= Problem to solve =
Rewrite the stretch of entries that opens with the line containing "Expected behaviour: a marker sits on the green" and closes with the line containing "Expected behaviour: a marker sits on the dog's", replacing "marker" with "dot" and keeping everything else the same. Leave the pictures out of your answer.

= Data for the task =
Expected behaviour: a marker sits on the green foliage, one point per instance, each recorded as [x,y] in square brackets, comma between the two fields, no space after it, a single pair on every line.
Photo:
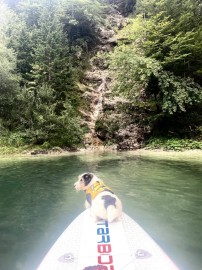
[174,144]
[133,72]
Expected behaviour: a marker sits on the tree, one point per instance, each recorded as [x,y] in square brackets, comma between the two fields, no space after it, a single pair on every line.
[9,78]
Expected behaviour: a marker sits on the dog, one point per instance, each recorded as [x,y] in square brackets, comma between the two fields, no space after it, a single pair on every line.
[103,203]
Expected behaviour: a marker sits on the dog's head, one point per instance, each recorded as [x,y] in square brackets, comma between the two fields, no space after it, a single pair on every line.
==
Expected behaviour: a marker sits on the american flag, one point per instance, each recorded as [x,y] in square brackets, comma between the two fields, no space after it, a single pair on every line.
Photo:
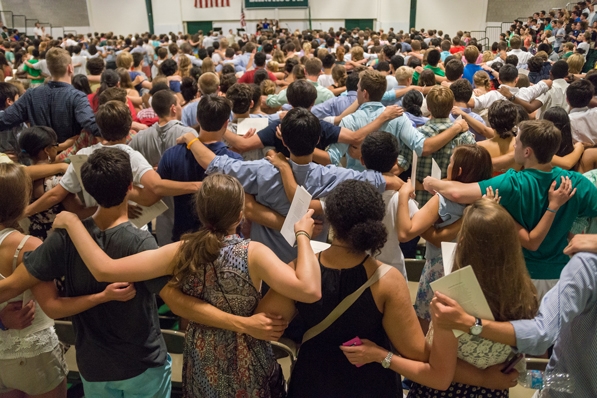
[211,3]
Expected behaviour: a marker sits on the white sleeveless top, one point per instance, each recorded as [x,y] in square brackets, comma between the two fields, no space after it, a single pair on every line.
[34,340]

= Task answer =
Expected behaviour: a dot sits on the green foliage, one point per instance, each recorded as [x,y] in square brackets, comma between the two fields, no space after it, a single pair on every line.
Photo:
[174,144]
[133,72]
Expected behaviour: a dot sits on the tree, one point per instance, each recorded as [x,y] in square brackets, comma between the two fields, no space after it, a single pair on every line.
[9,78]
Expected behaviour: a dot sits on the dog, one point per instance, each recorded as [x,y] in square brackets, comma between the two fields, no space after it, a single pair on every line.
[103,203]
Expected behaviour: a dot sits on the dog's head, one point per instance, each recorded as [x,y] in square brackets, comma between the two fields, no space after it, a single pair on every line.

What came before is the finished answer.